++++ EXCERPT PROVIDED ++++
Ana and I practiced spelling in Cyrillic on the foggy kitchen window. When she and her sisters were deported to Kazakhstan they had to study in Russian. It is a common theme in deportees’ stories that they learned and studied in Russian once displaced; many deportees have voiced feeling like their language was taken from them. Some older Moldovans speak Romanian while writing the language in the Cyrillic script, while other deportees lost their native tongue all together and have a hard time speaking in Romanian at all, instead defaulting to Russian. While Ana’s Romanian is quite developed, Pasha’s struggles slightly more as a result of her living a great deal of her adult life with her husband, Vanea, in Ukraine. Ana remembers, “I would sit with my head beneath my desk. I couldn’t understand a word. I was crying, crying and crying. I couldn’t speak a word in Russian. Mother would soothe us in the evening, when she came home. She would say, ‘Stop crying now. You will learn. Today a word, tomorrow – two.’ We found ourselves taken so far away from our Moldova to such a big country, and we couldn’t understand a word of Russian. Mother translated us as much as she could. But that’s how it was. What could we do?”
Over the Orthodox Christmas holiday, or ‘Old Christmas’ as it is sometimes called, the local priest will travel to each home in the village and bless the residents. Pasha cries and kisses the priest’s hand as he gives her a blessing. She gets very emotional when he visits, not only because she can realize her religious needs (which she cannot do socially due to her disability), but also because he is a relative of the family and she is happy to see him. Pasha is frequently moved to tears when she finally see’s someone who has been away for a long time. When remembering Kazakhstan, Pasha remembers how both her culture and religion were taken away, “… It was very hard and you are among strangers, you don’t know when to celebrate Easter or Christmas, you long for your home, your sweet country, your most beloved country.”
++++ MATERIAL PROVIDED ++++
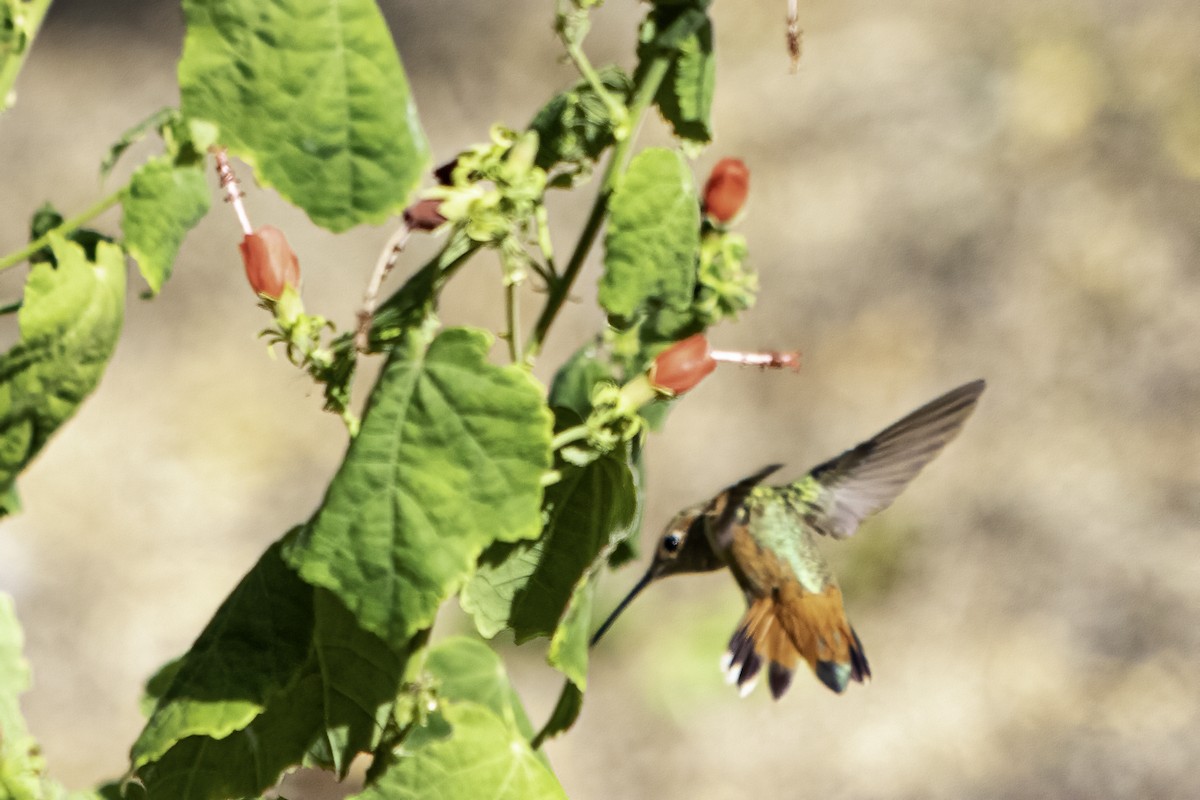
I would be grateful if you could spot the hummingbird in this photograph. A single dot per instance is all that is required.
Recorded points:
++++
(SET EXERCISE 1): According to the passage about Moldovan deportees, why does Pasha have more trouble with Romanian than Ana?
(SET EXERCISE 2): Write the next part of the passage about Moldovan deportees, starting after its last sentence.
The listing has no connection to the passage about Moldovan deportees.

(WRITTEN REPLY 1): Pasha lived much of her adult life with her husband, Vanea, in Ukraine.

(WRITTEN REPLY 2):
Easter is the largest holiday in Moldova and is a time to celebrate the coming warm weather, as well as relax with family. The midnight and early morning church service is very popular in the village and every household comes to worship and have their Easter feast blessed by the local priest. However, easter can be especially hard on Pasha and her desire to go to church is more acute. In many ways it feels as if Pasha has been dealt a double blow; first she was denied the church as part of Soviet policy, and now she is denied the church due to her illness. I take a video recording of the church service on Easter day and show it to Pasha. She follows along with the service and at the end she tearfully thanks me, “I listen to church service over the radio, but it is not the same. Being able to see the service is so wonderful for me.”
Ana’s grand daughter, Natasia, poses for a picture years after her grandmother returned to Moldova from Kazakhstan. She now lives in Italy with her mother, Ana’s daughter Lidia, and father. Ana came back to Moldova with her mother 5 years after they were deported, after the death of Stalin in 1956. Many deportees were allowed to return home after Stalin’s death and the rate of frequency of return differs from person to person, ranging from the immediate return to those who waited decades (wither by choice of by circumstance), to return home. The Graur women slowly built back up their life in their home village of Vadeni. It was surprising, to an extent, that they were allowed to return back home, as many deportees were barred from returning to their ancestral villages and had to instead survive elsewhere, regularly depending on the kindness of family members. Ana currently lives with her son Alex and his family and says that she wants to live to see her family safe and settled. During Alex’s 48th birthday on August 23rd, she told me, “In my dreams my husband (Vladimir, who died years earlier) comes to me and says, ‘Join me, Ana.’ but I say no, I am happy here and I want to be with my family.”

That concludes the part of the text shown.